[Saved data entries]
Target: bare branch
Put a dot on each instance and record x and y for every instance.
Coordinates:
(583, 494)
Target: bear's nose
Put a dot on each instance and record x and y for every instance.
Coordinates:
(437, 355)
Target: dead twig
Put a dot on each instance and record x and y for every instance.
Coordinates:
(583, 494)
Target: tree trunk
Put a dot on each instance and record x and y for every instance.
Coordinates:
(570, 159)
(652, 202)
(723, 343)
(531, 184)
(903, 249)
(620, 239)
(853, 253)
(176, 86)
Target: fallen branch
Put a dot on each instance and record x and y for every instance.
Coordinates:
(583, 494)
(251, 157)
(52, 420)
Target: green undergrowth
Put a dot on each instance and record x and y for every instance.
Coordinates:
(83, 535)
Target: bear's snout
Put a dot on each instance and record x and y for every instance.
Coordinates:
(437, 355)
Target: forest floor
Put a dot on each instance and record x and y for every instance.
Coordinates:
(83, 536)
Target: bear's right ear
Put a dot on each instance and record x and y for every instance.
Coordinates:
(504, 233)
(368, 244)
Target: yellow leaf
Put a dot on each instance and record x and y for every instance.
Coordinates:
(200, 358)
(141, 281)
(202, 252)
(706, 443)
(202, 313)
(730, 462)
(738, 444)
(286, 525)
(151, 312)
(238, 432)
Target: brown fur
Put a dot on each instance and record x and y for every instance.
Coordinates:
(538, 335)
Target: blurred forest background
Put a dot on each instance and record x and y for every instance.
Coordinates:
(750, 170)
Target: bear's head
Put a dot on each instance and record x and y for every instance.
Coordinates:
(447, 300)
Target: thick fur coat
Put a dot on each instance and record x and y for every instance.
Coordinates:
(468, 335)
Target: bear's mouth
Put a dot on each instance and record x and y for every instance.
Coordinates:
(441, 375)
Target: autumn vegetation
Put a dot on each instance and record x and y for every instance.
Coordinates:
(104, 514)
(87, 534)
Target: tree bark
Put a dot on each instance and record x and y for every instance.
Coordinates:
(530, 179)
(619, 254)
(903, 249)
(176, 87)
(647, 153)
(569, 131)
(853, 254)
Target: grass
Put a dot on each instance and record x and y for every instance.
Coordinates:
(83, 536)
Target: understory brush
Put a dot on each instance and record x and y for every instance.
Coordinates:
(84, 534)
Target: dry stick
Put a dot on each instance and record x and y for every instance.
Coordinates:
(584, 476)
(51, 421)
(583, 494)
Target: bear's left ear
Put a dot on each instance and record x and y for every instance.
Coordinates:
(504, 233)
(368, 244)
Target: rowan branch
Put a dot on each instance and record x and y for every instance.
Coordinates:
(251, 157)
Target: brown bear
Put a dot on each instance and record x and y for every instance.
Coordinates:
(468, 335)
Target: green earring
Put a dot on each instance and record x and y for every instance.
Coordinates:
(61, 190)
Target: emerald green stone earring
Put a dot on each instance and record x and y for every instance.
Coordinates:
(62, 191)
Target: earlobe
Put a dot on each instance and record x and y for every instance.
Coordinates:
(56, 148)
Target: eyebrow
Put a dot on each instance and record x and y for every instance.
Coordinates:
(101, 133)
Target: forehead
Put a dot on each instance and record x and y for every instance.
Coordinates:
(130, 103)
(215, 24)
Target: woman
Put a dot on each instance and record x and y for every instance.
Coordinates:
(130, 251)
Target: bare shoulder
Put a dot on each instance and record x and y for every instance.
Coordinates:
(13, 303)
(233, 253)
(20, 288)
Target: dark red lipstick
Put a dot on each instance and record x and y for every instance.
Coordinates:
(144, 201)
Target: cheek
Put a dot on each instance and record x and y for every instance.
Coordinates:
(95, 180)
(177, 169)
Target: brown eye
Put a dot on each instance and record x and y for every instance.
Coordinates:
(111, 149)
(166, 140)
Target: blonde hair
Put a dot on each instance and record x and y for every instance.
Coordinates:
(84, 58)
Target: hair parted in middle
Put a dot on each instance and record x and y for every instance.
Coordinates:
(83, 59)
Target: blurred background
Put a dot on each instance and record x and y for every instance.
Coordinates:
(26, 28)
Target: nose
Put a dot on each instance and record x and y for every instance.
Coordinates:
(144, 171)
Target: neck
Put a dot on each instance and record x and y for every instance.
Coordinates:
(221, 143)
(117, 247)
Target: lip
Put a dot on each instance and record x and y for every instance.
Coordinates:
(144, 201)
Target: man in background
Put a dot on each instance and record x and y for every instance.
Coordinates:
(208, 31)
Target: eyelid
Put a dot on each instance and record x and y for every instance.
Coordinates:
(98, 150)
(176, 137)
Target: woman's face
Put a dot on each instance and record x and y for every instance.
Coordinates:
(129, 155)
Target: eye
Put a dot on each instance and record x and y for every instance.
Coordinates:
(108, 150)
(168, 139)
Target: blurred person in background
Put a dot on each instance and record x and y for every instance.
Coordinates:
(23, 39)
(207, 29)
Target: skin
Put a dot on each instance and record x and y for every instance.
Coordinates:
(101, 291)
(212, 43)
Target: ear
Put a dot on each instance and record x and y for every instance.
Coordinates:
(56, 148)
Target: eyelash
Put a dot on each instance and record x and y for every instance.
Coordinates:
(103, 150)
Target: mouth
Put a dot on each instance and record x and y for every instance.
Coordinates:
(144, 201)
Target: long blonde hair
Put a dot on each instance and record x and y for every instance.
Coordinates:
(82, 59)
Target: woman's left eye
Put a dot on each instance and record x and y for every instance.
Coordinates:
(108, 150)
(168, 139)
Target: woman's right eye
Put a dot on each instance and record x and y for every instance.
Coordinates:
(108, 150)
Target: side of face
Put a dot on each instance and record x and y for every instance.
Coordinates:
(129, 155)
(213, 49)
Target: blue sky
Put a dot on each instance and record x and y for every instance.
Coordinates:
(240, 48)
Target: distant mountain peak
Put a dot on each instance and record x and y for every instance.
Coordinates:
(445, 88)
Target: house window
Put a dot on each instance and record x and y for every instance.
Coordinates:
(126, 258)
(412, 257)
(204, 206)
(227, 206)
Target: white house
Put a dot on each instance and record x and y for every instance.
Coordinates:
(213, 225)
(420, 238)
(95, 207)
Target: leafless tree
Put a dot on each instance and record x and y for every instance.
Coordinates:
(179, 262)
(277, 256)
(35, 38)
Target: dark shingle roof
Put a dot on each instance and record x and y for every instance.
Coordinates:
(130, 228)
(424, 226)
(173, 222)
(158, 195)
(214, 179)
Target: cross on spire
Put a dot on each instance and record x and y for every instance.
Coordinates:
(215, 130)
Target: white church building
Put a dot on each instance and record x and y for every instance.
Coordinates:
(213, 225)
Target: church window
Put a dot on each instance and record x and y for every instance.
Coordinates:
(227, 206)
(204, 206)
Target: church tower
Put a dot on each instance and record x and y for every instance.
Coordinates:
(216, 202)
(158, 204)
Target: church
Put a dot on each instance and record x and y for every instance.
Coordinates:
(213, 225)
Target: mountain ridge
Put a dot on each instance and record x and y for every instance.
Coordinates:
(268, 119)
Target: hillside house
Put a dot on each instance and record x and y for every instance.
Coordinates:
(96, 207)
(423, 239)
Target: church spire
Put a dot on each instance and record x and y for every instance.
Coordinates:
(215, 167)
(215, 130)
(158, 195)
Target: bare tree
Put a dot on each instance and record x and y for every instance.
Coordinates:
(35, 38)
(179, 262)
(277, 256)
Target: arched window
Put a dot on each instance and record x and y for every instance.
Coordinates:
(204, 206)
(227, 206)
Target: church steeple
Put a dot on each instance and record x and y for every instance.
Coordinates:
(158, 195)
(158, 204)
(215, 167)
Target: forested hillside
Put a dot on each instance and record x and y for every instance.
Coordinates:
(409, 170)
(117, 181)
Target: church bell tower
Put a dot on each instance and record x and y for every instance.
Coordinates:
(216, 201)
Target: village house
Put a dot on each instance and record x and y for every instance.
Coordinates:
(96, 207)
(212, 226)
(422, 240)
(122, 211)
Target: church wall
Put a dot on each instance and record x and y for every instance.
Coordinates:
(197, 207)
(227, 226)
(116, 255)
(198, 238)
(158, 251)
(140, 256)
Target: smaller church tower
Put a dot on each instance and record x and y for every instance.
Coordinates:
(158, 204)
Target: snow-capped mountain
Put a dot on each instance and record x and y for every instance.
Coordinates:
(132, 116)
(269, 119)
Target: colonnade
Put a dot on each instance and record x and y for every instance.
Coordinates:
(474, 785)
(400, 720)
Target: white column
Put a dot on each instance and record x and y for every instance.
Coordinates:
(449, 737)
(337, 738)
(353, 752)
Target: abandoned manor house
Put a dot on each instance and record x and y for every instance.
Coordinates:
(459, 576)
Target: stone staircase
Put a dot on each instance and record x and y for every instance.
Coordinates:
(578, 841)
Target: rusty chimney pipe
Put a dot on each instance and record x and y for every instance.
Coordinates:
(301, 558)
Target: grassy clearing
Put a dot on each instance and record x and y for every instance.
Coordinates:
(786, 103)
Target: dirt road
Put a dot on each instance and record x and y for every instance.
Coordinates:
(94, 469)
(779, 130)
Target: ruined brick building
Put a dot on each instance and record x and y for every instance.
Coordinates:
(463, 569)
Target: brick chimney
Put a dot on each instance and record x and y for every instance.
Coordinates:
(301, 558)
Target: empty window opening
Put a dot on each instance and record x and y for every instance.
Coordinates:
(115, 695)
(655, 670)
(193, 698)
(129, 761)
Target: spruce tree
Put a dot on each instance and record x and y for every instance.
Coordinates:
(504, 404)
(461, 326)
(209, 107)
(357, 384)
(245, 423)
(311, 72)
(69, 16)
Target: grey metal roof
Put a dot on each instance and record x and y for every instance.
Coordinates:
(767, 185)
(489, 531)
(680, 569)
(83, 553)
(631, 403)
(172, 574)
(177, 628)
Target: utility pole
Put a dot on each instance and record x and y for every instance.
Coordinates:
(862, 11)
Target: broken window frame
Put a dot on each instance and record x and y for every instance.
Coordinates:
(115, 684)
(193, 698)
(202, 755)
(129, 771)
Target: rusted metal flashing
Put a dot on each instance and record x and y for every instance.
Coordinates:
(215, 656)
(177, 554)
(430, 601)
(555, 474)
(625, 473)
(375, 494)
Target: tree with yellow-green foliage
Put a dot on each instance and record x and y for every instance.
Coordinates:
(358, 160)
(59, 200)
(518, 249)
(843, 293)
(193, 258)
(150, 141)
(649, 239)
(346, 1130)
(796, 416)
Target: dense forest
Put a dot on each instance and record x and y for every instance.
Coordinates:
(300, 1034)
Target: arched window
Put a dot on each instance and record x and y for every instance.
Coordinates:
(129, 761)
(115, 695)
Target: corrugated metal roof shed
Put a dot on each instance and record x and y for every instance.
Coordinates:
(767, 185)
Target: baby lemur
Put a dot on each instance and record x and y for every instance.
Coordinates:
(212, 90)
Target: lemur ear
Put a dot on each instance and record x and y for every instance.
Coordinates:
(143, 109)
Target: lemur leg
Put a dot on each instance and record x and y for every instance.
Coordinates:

**Work to do**
Look above for the line that holds "Target: utility pole", then copy it and each line after it exactly, through the last line of the data.

**Result**
Target: utility pole
Put a dot on each instance and record x and y for every instance.
Coordinates:
(862, 11)
Target: broken window frame
Put a dot on each instance and record x and y for every instance.
Coordinates:
(115, 684)
(193, 698)
(202, 755)
(129, 771)
Target: rusted metal flashing
Put a dot on each instance and record x and y for every instance.
Coordinates:
(215, 656)
(177, 554)
(430, 601)
(555, 474)
(625, 473)
(375, 494)
Target: tree with yellow-green foliage
Put a dot on each instance and record x and y for every instance.
Coordinates:
(358, 160)
(59, 200)
(518, 249)
(843, 293)
(193, 258)
(150, 141)
(649, 239)
(346, 1130)
(796, 416)
Target: dense forest
Put a dot on each instance and record x and y for every instance.
Coordinates:
(300, 1034)
Target: arched window
Put a dot on each instance and record x and y for every instance.
Coordinates:
(129, 761)
(115, 695)
Target: corrugated metal roof shed
Put a dot on each instance and record x and y for every instance.
Coordinates:
(767, 185)
Target: baby lemur
Put a dot on each instance and record x and y for every instance.
Coordinates:
(212, 90)
Target: lemur ear
Put a dot on each instance and record x and y for every instance.
Coordinates:
(143, 109)
Target: lemur leg
Put a dot on each instance and record x and y for every instance.
Coordinates:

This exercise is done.